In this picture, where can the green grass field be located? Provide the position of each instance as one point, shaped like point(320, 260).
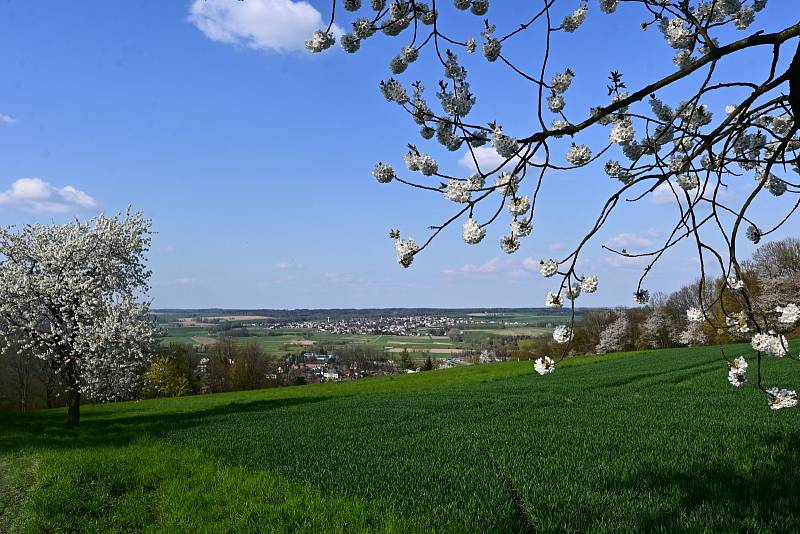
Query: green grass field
point(654, 441)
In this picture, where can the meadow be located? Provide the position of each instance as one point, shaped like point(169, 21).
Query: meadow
point(649, 441)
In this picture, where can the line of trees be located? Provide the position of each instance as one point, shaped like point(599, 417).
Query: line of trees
point(773, 276)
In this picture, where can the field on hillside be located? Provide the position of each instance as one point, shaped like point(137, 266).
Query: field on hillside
point(654, 441)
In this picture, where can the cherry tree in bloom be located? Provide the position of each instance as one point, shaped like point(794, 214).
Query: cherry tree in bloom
point(70, 294)
point(652, 143)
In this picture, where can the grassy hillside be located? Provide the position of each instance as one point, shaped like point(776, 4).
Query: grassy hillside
point(648, 442)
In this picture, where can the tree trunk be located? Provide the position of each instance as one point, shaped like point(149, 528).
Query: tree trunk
point(794, 86)
point(73, 405)
point(73, 394)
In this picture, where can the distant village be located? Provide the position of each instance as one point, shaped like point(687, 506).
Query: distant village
point(412, 325)
point(312, 368)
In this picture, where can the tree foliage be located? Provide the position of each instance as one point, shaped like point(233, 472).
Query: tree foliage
point(657, 143)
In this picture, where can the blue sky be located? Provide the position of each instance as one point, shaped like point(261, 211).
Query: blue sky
point(253, 158)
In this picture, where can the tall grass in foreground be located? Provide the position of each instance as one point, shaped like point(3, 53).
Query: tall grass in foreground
point(653, 441)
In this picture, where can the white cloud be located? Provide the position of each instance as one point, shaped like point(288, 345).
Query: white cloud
point(277, 25)
point(488, 159)
point(36, 195)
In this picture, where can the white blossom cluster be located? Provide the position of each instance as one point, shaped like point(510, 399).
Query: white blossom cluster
point(507, 184)
point(509, 244)
point(579, 155)
point(67, 295)
point(737, 372)
point(384, 173)
point(770, 343)
point(521, 228)
point(406, 248)
point(573, 21)
point(548, 268)
point(562, 334)
point(320, 41)
point(789, 314)
point(554, 300)
point(473, 233)
point(738, 323)
point(734, 283)
point(782, 398)
point(544, 365)
point(457, 191)
point(695, 315)
point(421, 162)
point(519, 205)
point(589, 284)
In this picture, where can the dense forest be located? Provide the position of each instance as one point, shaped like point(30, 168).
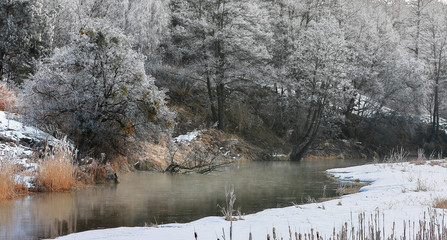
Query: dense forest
point(286, 76)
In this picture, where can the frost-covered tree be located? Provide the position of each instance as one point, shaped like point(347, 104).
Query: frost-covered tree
point(317, 70)
point(96, 90)
point(25, 35)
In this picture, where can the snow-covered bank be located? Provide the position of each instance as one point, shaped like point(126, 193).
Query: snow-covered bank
point(19, 145)
point(400, 191)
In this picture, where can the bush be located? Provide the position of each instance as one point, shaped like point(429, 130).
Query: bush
point(8, 187)
point(96, 91)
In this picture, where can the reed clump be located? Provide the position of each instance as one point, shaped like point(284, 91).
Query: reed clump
point(56, 171)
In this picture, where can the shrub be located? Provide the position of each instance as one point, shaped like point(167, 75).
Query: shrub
point(96, 91)
point(56, 171)
point(7, 184)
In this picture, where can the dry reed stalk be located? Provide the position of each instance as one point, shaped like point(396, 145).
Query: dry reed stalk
point(57, 172)
point(7, 184)
point(7, 100)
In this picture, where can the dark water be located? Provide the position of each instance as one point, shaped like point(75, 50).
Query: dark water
point(145, 197)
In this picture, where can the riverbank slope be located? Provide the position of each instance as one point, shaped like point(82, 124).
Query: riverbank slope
point(398, 194)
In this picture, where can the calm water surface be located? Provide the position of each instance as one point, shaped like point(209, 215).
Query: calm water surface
point(145, 197)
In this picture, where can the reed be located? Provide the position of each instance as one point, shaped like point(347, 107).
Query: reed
point(56, 171)
point(7, 185)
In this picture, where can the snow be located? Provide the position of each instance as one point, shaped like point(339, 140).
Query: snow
point(399, 192)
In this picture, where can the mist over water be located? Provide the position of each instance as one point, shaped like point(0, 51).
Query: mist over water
point(156, 198)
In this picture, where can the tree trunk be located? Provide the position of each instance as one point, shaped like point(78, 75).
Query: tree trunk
point(220, 105)
point(300, 149)
point(435, 117)
point(211, 97)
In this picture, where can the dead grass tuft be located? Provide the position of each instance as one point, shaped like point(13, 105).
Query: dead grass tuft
point(440, 203)
point(418, 162)
point(9, 189)
point(57, 172)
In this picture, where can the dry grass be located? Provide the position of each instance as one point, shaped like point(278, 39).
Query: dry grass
point(57, 172)
point(440, 203)
point(7, 184)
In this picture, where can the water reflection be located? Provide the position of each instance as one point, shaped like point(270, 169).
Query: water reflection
point(144, 197)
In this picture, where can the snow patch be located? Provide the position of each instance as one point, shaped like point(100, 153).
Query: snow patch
point(187, 137)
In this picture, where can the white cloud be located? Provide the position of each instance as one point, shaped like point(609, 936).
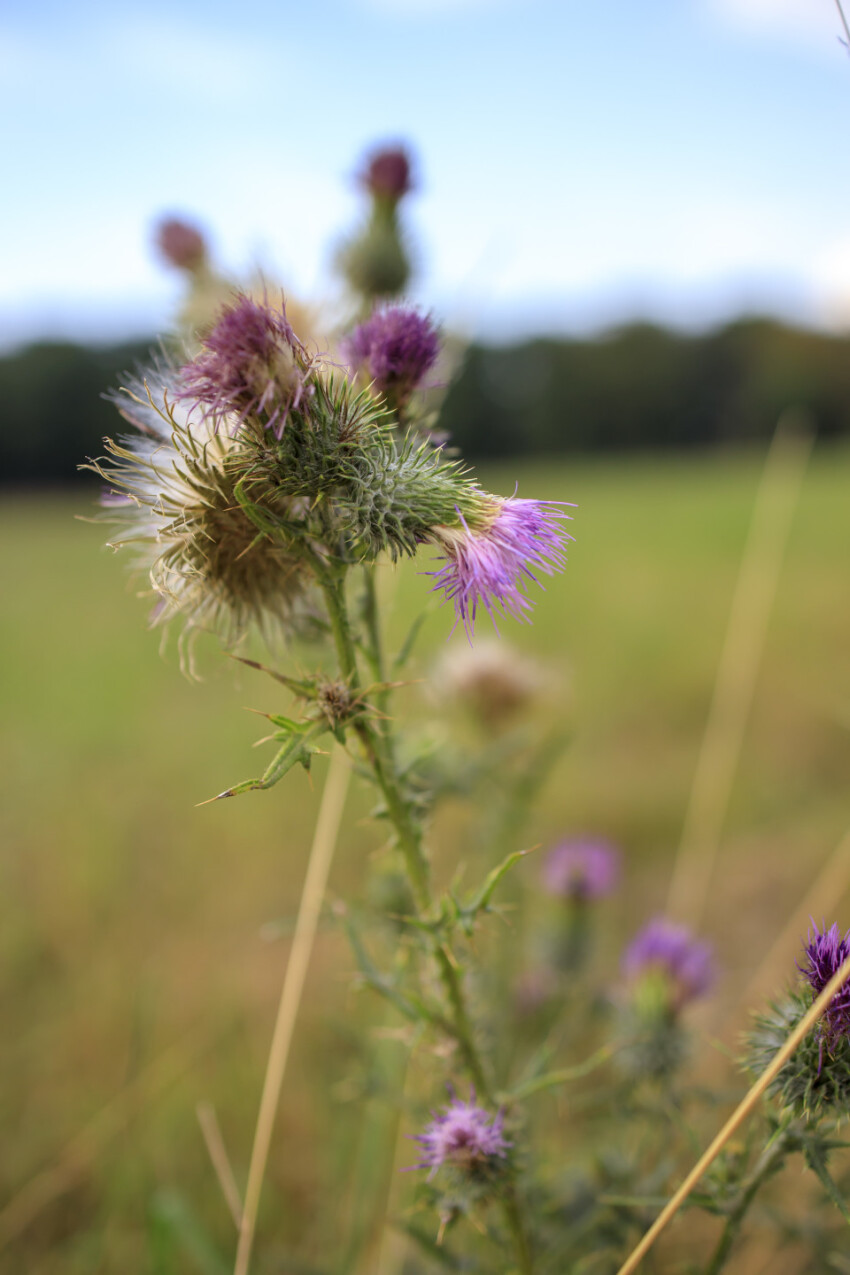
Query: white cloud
point(814, 22)
point(830, 276)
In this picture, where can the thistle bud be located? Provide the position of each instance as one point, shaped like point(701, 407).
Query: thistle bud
point(386, 174)
point(393, 351)
point(181, 244)
point(250, 365)
point(465, 1139)
point(665, 969)
point(816, 1079)
point(487, 565)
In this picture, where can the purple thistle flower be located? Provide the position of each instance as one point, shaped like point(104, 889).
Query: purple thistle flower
point(388, 174)
point(394, 349)
point(488, 566)
point(181, 244)
point(581, 870)
point(669, 950)
point(465, 1137)
point(825, 954)
point(251, 364)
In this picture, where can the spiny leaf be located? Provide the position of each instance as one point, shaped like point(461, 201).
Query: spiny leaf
point(298, 686)
point(298, 750)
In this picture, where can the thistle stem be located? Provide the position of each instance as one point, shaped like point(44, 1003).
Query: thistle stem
point(380, 754)
point(766, 1164)
point(309, 909)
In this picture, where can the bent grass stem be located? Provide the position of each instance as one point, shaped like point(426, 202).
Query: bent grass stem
point(737, 1118)
point(321, 853)
point(738, 668)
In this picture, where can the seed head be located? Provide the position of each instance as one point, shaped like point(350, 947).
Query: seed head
point(489, 564)
point(172, 495)
point(491, 680)
point(250, 365)
point(181, 244)
point(583, 870)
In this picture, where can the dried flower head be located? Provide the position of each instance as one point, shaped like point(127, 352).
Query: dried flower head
point(386, 174)
point(581, 868)
point(394, 349)
point(181, 244)
point(250, 365)
point(825, 954)
point(669, 955)
point(491, 680)
point(489, 564)
point(465, 1137)
point(172, 495)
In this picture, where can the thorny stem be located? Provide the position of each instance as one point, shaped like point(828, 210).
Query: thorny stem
point(380, 755)
point(766, 1164)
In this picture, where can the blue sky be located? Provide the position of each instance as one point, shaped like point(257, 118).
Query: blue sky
point(580, 163)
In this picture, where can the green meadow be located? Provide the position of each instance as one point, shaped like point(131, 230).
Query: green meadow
point(143, 937)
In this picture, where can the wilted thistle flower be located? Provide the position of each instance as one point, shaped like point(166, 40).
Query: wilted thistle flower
point(386, 174)
point(465, 1137)
point(488, 564)
point(580, 870)
point(665, 961)
point(825, 955)
point(491, 680)
point(250, 365)
point(393, 349)
point(172, 494)
point(181, 244)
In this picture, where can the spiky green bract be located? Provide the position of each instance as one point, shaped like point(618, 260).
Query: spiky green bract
point(368, 492)
point(218, 551)
point(816, 1080)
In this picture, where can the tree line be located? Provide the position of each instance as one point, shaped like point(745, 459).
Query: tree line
point(640, 386)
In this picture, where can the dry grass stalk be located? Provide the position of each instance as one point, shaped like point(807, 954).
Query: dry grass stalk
point(314, 890)
point(737, 1118)
point(737, 672)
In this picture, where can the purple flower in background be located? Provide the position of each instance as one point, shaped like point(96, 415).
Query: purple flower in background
point(672, 951)
point(825, 954)
point(581, 868)
point(394, 349)
point(488, 566)
point(251, 364)
point(465, 1136)
point(181, 244)
point(388, 174)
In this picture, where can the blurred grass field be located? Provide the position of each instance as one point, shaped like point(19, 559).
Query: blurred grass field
point(135, 927)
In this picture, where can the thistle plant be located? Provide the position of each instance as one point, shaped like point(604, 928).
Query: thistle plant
point(258, 485)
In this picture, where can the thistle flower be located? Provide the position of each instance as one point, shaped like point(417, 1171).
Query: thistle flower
point(250, 365)
point(581, 870)
point(465, 1137)
point(825, 954)
point(489, 562)
point(394, 349)
point(181, 244)
point(386, 174)
point(669, 959)
point(816, 1079)
point(172, 495)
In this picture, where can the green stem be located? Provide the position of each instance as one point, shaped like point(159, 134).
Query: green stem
point(380, 752)
point(516, 1225)
point(766, 1164)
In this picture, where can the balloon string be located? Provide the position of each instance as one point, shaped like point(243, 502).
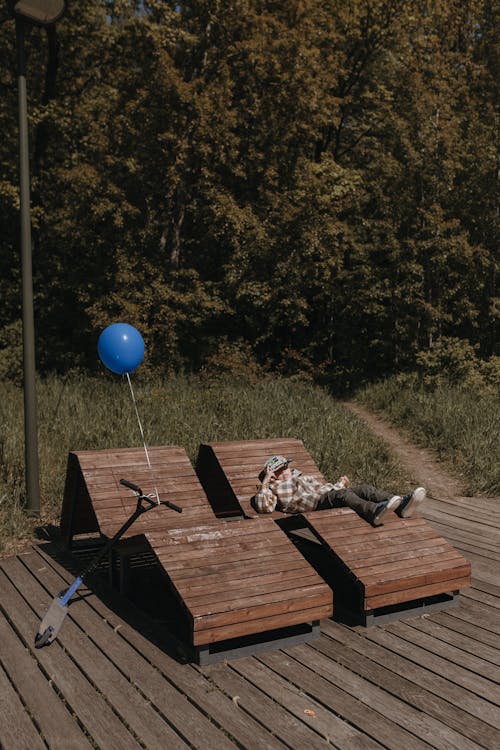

→ **Written exercise**
Output the lines from the first one through the line containing "point(253, 158)" as a JSON list of strings, one string per line, with blank lines and pictures omitted.

→ **Task result**
[
  "In this picture, where can the green grass field be located? Provide the position of each instance as one point, shaped like point(320, 260).",
  "Query: green grass field",
  "point(654, 441)",
  "In this picture, where can the meadow be located? Provide the position of each instance as one point, shaped like point(169, 21).",
  "Query: meadow",
  "point(649, 441)",
  "In this picture, where can the line of trees be located? Provide the position of each instance as one point, shaped like point(599, 417).",
  "Query: line of trees",
  "point(773, 276)",
  "In this picture, where can the field on hillside be located? Provide the position of each instance as one point, shaped like point(137, 266).",
  "Query: field on hillside",
  "point(654, 441)",
  "In this picture, where can the cherry tree in bloom be located? Provide the position of each instance as one point, shaped like point(794, 214).",
  "Query: cherry tree in bloom",
  "point(70, 294)",
  "point(652, 143)",
  "In this picture, where can the grassy hillside be located? Provide the position of each instance as one point, shaped like point(776, 4).",
  "Query: grassy hillside",
  "point(648, 442)",
  "In this picture, where can the tree trunk be located? Provide the position of each instance as one point, shaped like point(149, 528).",
  "Query: tree trunk",
  "point(794, 86)",
  "point(73, 405)",
  "point(73, 394)",
  "In this picture, where can the distant village be located? Provide the position of each instance as one point, shaped like point(687, 506).",
  "Query: distant village",
  "point(412, 325)",
  "point(312, 368)",
  "In this picture, where can the tree foliage be located? Provide the position of each instance as one point, shaped like point(233, 472).",
  "Query: tree foliage",
  "point(657, 143)",
  "In this picture, where can the blue sky be located? Provide the position of each instance as one point, shaped like point(261, 211).",
  "Query: blue sky",
  "point(253, 158)"
]